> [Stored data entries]
..........
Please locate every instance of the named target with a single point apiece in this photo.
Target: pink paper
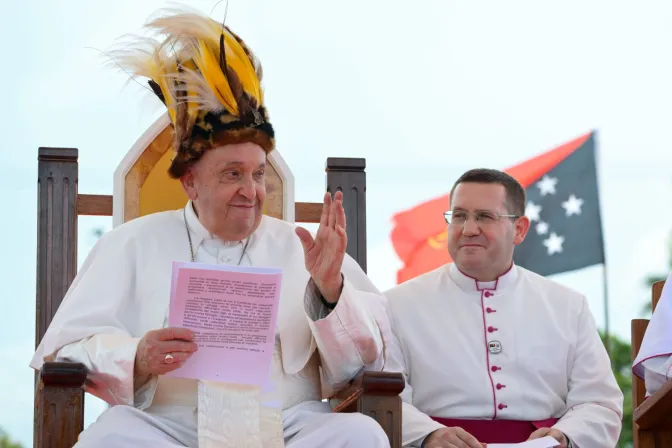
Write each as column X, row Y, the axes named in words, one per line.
column 233, row 311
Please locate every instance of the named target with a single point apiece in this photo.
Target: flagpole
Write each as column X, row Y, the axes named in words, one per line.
column 605, row 277
column 605, row 289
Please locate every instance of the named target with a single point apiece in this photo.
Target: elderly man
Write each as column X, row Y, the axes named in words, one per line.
column 494, row 353
column 113, row 318
column 654, row 360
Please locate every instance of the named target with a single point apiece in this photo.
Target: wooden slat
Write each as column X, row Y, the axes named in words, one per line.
column 94, row 205
column 307, row 212
column 656, row 292
column 101, row 205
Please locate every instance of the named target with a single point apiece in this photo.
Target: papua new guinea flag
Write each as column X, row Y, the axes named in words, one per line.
column 562, row 204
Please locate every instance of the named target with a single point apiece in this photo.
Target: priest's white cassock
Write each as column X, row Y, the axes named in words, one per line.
column 501, row 357
column 122, row 291
column 654, row 361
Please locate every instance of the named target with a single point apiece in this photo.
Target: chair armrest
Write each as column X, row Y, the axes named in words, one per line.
column 59, row 404
column 656, row 411
column 376, row 394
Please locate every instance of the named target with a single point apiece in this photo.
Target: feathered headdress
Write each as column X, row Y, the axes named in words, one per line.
column 208, row 79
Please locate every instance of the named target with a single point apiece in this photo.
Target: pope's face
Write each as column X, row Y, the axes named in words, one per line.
column 228, row 187
column 483, row 250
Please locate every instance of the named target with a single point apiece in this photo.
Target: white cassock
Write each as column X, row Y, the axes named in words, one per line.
column 654, row 360
column 123, row 290
column 521, row 350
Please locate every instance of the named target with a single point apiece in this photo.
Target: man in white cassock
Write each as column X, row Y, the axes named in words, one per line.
column 113, row 318
column 654, row 361
column 493, row 353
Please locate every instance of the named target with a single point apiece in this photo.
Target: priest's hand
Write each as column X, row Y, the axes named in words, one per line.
column 552, row 432
column 151, row 356
column 324, row 254
column 451, row 437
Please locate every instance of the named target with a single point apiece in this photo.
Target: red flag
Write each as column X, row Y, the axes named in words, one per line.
column 419, row 234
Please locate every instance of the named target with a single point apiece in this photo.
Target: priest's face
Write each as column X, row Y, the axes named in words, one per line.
column 228, row 187
column 483, row 248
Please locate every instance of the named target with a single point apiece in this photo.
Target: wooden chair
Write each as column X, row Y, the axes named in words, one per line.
column 142, row 186
column 652, row 417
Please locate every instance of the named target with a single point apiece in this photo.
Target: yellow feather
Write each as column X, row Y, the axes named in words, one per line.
column 192, row 107
column 212, row 74
column 240, row 63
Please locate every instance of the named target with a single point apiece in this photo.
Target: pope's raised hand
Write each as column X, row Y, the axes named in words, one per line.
column 324, row 254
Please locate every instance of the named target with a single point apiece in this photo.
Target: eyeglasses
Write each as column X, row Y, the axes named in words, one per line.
column 482, row 218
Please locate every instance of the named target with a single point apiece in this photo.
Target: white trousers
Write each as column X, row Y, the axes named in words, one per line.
column 311, row 425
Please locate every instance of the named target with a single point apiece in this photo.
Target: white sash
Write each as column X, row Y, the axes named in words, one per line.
column 658, row 337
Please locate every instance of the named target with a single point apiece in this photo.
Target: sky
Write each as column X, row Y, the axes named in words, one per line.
column 424, row 90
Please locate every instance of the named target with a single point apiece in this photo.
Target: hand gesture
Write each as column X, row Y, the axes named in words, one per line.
column 452, row 437
column 162, row 351
column 552, row 432
column 324, row 254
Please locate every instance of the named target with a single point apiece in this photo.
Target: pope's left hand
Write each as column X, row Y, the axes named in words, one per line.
column 324, row 254
column 552, row 432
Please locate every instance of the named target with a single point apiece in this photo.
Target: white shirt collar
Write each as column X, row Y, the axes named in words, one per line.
column 468, row 283
column 199, row 233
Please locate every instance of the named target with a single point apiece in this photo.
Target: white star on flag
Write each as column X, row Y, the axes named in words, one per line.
column 547, row 185
column 554, row 243
column 572, row 205
column 532, row 211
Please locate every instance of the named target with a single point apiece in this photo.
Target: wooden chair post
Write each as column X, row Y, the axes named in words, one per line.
column 652, row 417
column 348, row 175
column 56, row 268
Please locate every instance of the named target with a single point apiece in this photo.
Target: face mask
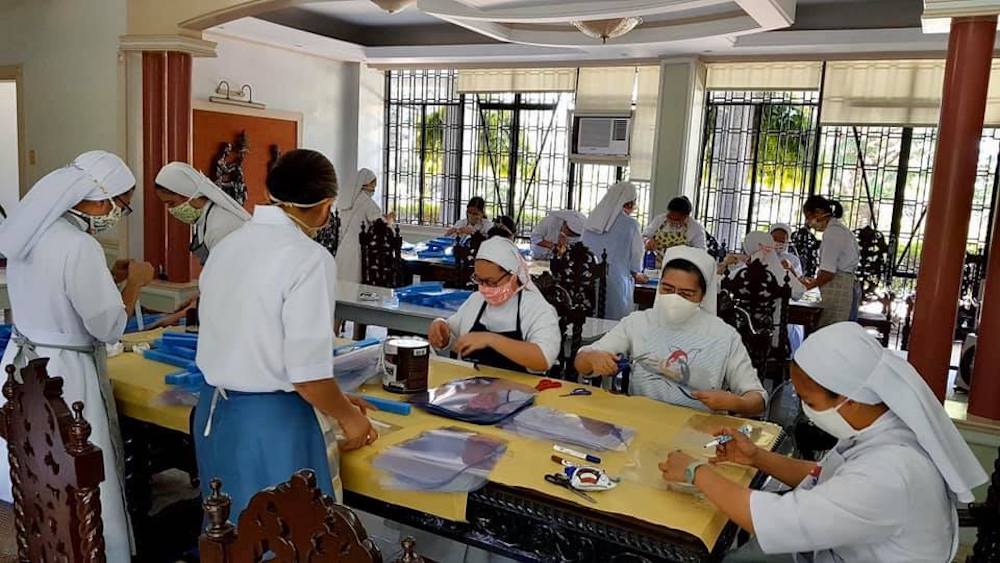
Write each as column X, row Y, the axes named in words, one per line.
column 185, row 212
column 830, row 421
column 496, row 296
column 673, row 308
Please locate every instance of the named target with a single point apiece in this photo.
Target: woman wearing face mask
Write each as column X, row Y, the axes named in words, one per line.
column 267, row 316
column 685, row 355
column 610, row 228
column 676, row 227
column 507, row 324
column 193, row 199
column 838, row 259
column 887, row 491
column 67, row 305
column 475, row 220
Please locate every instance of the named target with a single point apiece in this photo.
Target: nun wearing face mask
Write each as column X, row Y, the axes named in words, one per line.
column 507, row 324
column 67, row 305
column 683, row 353
column 356, row 208
column 887, row 491
column 193, row 199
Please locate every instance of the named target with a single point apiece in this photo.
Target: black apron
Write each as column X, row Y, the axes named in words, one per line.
column 489, row 356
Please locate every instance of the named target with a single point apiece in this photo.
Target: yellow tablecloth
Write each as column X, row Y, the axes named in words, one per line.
column 659, row 429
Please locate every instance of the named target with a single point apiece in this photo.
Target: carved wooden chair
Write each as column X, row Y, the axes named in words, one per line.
column 807, row 247
column 748, row 303
column 294, row 522
column 465, row 257
column 873, row 275
column 572, row 317
column 381, row 254
column 55, row 470
column 584, row 277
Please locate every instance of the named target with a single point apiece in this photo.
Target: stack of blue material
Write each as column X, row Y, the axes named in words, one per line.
column 433, row 294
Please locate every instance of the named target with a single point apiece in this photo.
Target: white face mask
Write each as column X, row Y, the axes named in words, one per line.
column 830, row 421
column 673, row 308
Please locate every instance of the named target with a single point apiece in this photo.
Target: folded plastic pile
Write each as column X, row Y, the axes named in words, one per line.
column 479, row 400
column 563, row 427
column 433, row 294
column 447, row 460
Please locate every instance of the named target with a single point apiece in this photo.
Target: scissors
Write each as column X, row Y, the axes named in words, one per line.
column 561, row 480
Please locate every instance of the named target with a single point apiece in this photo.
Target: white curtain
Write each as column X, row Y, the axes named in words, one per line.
column 785, row 75
column 517, row 80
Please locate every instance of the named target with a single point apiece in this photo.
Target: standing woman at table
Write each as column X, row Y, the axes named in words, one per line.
column 507, row 324
column 357, row 207
column 610, row 228
column 266, row 341
column 68, row 307
column 838, row 259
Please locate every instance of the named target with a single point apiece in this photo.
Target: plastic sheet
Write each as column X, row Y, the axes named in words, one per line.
column 441, row 460
column 479, row 400
column 568, row 428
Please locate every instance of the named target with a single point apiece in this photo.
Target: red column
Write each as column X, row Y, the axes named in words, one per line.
column 966, row 79
column 166, row 93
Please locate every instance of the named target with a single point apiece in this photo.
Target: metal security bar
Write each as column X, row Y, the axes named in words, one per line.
column 511, row 149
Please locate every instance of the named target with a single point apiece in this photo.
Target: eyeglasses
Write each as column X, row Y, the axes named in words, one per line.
column 489, row 283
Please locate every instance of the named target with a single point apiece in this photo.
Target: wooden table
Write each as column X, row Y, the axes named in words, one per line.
column 516, row 514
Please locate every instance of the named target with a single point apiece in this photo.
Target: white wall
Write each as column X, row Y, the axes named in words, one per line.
column 324, row 91
column 9, row 185
column 69, row 56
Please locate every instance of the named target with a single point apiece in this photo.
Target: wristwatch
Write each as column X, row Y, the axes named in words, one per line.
column 691, row 469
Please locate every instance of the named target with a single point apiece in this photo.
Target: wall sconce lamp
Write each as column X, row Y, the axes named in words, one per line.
column 243, row 98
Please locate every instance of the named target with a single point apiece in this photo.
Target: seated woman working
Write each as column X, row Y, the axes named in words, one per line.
column 683, row 354
column 507, row 324
column 886, row 492
column 475, row 220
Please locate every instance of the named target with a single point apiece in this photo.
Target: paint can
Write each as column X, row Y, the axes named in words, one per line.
column 405, row 363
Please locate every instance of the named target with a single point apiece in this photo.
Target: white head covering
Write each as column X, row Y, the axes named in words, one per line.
column 847, row 360
column 182, row 178
column 347, row 198
column 504, row 253
column 575, row 220
column 610, row 207
column 706, row 264
column 92, row 176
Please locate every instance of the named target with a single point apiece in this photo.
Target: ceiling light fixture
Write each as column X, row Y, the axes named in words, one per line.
column 607, row 29
column 393, row 6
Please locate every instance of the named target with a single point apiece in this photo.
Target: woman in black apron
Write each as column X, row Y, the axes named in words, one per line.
column 507, row 324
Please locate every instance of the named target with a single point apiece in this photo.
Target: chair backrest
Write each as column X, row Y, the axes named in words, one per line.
column 294, row 521
column 572, row 317
column 381, row 254
column 753, row 296
column 465, row 257
column 329, row 236
column 55, row 470
column 585, row 278
column 874, row 266
column 807, row 247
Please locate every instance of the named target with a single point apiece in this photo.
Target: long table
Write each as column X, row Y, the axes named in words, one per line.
column 517, row 514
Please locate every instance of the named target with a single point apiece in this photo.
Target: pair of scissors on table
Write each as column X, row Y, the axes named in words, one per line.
column 561, row 480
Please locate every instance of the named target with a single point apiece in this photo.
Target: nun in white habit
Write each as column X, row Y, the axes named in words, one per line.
column 507, row 323
column 886, row 492
column 682, row 352
column 68, row 307
column 193, row 199
column 356, row 207
column 610, row 228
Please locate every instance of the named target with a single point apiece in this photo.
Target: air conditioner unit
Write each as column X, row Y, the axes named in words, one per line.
column 601, row 138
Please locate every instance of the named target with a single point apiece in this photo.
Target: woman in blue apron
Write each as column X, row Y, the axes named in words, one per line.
column 266, row 341
column 507, row 323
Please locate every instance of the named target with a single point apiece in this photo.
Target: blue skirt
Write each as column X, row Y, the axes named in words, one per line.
column 258, row 440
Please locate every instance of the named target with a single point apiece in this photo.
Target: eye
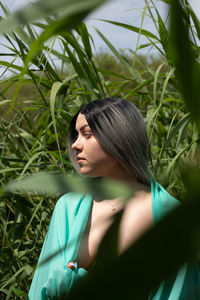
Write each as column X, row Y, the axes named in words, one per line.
column 87, row 134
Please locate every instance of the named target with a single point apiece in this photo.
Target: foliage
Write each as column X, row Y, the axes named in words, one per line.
column 33, row 130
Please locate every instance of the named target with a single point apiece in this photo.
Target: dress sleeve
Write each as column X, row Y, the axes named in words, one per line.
column 53, row 279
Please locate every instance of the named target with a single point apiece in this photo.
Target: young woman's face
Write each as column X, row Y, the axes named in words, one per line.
column 93, row 160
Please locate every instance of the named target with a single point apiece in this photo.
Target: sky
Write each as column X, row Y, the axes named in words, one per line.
column 125, row 11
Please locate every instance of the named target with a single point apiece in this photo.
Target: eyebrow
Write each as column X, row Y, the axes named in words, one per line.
column 83, row 127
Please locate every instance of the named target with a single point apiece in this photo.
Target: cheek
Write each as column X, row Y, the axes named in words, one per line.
column 96, row 152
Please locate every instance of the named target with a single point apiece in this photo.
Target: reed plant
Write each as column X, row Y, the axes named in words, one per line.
column 33, row 130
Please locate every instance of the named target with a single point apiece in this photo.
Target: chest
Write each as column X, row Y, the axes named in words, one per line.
column 136, row 218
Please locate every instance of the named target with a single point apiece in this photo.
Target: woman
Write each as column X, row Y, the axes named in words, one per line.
column 107, row 138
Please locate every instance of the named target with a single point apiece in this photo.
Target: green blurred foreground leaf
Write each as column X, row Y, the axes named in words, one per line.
column 185, row 58
column 55, row 183
column 45, row 8
column 159, row 254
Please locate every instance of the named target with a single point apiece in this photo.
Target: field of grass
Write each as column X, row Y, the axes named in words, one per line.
column 38, row 102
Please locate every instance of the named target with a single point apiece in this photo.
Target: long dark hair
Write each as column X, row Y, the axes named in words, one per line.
column 119, row 127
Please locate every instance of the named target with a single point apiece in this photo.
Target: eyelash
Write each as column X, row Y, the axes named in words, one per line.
column 87, row 135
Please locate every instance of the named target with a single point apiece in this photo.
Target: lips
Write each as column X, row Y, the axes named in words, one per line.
column 80, row 159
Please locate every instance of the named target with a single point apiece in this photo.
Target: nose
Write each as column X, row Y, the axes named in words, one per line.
column 77, row 145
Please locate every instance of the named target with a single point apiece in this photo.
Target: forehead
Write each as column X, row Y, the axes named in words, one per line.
column 81, row 121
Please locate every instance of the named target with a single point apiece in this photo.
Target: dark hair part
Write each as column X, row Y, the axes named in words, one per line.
column 119, row 127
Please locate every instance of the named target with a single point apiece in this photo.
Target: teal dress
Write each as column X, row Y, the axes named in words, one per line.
column 53, row 279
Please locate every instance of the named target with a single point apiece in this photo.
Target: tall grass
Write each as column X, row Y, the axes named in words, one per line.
column 33, row 131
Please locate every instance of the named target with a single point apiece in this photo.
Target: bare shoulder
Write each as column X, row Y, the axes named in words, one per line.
column 136, row 219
..........
Pull out every line of the material above that contains the string "woman". Matching is case-sensitive.

> [Output below]
Target: woman wearing face mask
Target: standing woman at table
Target: seated woman working
Target: woman in black apron
Target: woman in blue apron
Target: young woman's face
Target: woman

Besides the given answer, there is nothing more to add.